• **What the task requires**
Down to the last line, write out the entries below exactly and omit all pictures.

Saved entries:
────

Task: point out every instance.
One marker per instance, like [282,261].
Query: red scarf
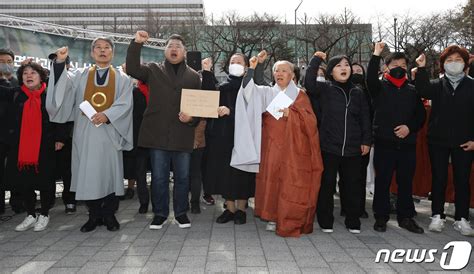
[396,82]
[30,132]
[144,90]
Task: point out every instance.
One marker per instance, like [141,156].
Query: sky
[367,10]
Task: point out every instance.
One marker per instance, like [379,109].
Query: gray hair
[103,38]
[292,66]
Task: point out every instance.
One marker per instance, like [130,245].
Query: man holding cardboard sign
[165,130]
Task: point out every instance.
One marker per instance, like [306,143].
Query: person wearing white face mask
[235,185]
[450,133]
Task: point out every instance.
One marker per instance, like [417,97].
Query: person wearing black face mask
[398,115]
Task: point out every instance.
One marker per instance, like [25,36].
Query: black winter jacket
[452,110]
[393,107]
[344,118]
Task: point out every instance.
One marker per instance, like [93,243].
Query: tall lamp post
[296,54]
[395,33]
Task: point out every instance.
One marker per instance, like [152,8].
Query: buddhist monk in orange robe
[290,166]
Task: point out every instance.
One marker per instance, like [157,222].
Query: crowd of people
[288,144]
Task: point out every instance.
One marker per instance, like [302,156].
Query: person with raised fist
[165,131]
[33,141]
[450,133]
[99,142]
[345,137]
[398,115]
[235,185]
[282,145]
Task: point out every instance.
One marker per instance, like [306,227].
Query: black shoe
[70,209]
[195,209]
[143,209]
[90,225]
[225,217]
[240,217]
[208,200]
[111,223]
[157,222]
[129,193]
[183,221]
[18,210]
[410,225]
[380,225]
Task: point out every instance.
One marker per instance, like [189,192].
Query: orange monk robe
[288,182]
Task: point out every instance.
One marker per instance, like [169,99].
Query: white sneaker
[437,224]
[464,227]
[271,226]
[27,223]
[42,223]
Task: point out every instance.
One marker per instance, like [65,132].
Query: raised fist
[206,64]
[253,62]
[378,48]
[320,54]
[421,60]
[262,56]
[141,36]
[61,54]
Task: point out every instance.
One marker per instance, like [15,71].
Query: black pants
[362,184]
[3,158]
[195,175]
[103,207]
[386,161]
[462,162]
[349,170]
[63,165]
[141,165]
[16,201]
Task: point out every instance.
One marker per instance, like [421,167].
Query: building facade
[117,16]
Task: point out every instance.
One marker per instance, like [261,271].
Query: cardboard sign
[200,103]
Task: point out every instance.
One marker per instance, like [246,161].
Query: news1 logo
[456,259]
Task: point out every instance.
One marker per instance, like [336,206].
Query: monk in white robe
[97,165]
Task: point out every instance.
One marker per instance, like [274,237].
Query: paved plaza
[210,247]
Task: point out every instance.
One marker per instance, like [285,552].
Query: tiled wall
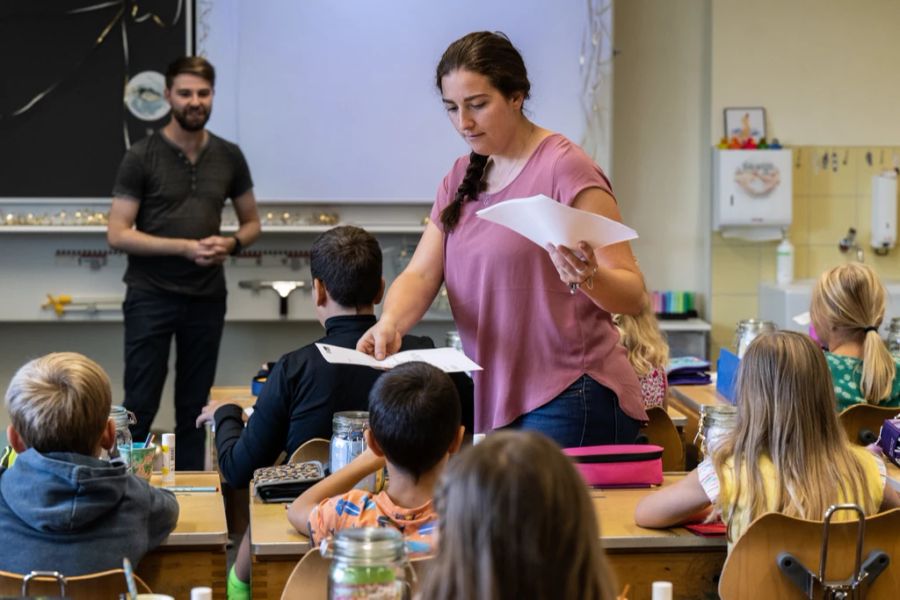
[830,195]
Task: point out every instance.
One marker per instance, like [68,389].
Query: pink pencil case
[619,465]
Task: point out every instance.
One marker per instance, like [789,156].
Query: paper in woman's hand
[544,220]
[448,360]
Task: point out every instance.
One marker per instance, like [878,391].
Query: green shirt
[846,371]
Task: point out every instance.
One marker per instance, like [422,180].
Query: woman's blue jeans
[586,413]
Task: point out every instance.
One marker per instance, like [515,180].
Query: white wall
[661,158]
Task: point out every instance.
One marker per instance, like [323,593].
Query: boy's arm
[676,504]
[335,484]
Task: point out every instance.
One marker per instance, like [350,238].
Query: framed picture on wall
[745,122]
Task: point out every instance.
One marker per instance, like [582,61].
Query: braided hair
[493,56]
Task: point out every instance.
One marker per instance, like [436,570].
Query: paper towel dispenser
[752,189]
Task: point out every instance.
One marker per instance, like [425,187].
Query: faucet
[849,243]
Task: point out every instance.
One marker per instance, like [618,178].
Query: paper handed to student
[448,360]
[544,220]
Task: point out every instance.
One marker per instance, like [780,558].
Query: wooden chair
[314,449]
[752,569]
[309,579]
[104,584]
[862,422]
[661,431]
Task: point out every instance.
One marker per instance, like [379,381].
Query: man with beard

────

• **Your response**
Task: point out every instance.
One marker per instance, like [282,261].
Query: red scarf
[396,82]
[30,132]
[144,90]
Task: point out every instance.
One marker per instance, like [141,156].
Query: sky
[367,10]
Task: point out every instance.
One marker per instance, like [379,109].
Query: gray hair
[103,38]
[292,66]
Task: point out every instance.
One marker per instance, like [130,245].
Query: man holding cardboard sign
[165,130]
Task: point out every instance.
One marker per instance, like [306,143].
Query: person wearing white face mask
[235,185]
[450,133]
Task: point out every instance.
One marker per instance, like [417,97].
Query: person wearing black face mask
[398,115]
Task: point out every instance.
One marker per instance, like [25,36].
Query: black winter jacket
[452,110]
[393,107]
[344,118]
Task: point out every instance.
One marker per instance, like [93,243].
Query: tall lamp post
[296,54]
[395,33]
Task: point out every instance.
One marker per instance, like [152,8].
Query: buddhist monk in orange robe
[290,166]
Task: point out every instance.
One marker per instance, like [157,222].
Query: crowd of people
[288,144]
Task: point out every instance.
One marker per instance, like [302,156].
Query: person with raised fist
[165,131]
[33,141]
[450,133]
[99,142]
[345,137]
[398,115]
[235,185]
[282,145]
Task: point out every instance.
One marker per instance, like [306,227].
Query: black shoe
[70,209]
[195,209]
[143,209]
[90,225]
[225,217]
[240,217]
[208,200]
[111,223]
[157,222]
[129,193]
[183,221]
[18,210]
[410,225]
[380,225]
Task: point out every instance.
One marker per instance, like [189,192].
Query: orange monk robe
[288,182]
Task: point out every instance.
One marker per instance, like [169,99].
Query: white sneaker
[437,224]
[464,227]
[271,226]
[27,223]
[42,223]
Task: point out every instance.
One marker per instance, like [65,132].
Query: raised fist
[206,64]
[253,62]
[378,48]
[320,54]
[421,60]
[262,56]
[141,36]
[61,54]
Task: point out every instance.
One marker per instance, like [15,71].
Query: black pants
[362,184]
[3,158]
[195,175]
[103,207]
[386,161]
[462,162]
[349,170]
[63,165]
[141,165]
[16,201]
Task: point out every instance.
One marker per instance, like [421,167].
Query: building facade
[117,16]
Task: point out every instance.
One marker per instance, like [261,271].
Query: cardboard sign
[200,103]
Task: point out every instance.
One marker per instance, like [246,161].
Query: news1 logo
[456,259]
Task: point out every instance.
One marker per instance, like [336,206].
Query: monk in white robe
[97,165]
Task: point out every instance.
One marker per instance, like [274,237].
Query: paved plaza
[210,247]
Task: point out every instance.
One marker per instance, like [285,552].
Query: tiled wall
[830,195]
Task: point out every instance.
One marker per instance, like [68,389].
Query: pink pencil case
[619,465]
Task: point out every instance.
One marker per instance, like [789,156].
Query: paper in woman's hand
[544,220]
[448,360]
Task: point out every instance.
One marker per instance, like [878,391].
Query: green shirt
[846,371]
Task: point out every instance.
One marker per instance, like [422,180].
Query: woman's blue jeans
[586,413]
Task: point out every instance.
One marker per instance, like [515,180].
Query: white wall
[661,158]
Task: point out every instance.
One marker per instance, like [323,593].
Query: boy's arm
[676,504]
[335,484]
Task: point out every instance.
One marker per instance, like [350,238].
Query: framed picture on wall
[745,122]
Task: point out every instance.
One marker per instance, like [582,61].
Query: braided hair
[493,56]
Task: point out every instance.
One marker per instance, like [436,570].
Query: paper towel dispenser
[752,189]
Task: point out every instance.
One marker per instance, like [425,187].
Query: faucet
[849,243]
Task: point out every instance.
One marker per instance, like [618,178].
Query: paper handed to student
[448,360]
[544,220]
Task: point out every instance.
One marker per instance, like [780,558].
Query: wooden chair
[314,449]
[752,569]
[309,579]
[104,584]
[862,422]
[661,431]
Task: point out every instance.
One marker per instance, like [379,381].
Query: man with beard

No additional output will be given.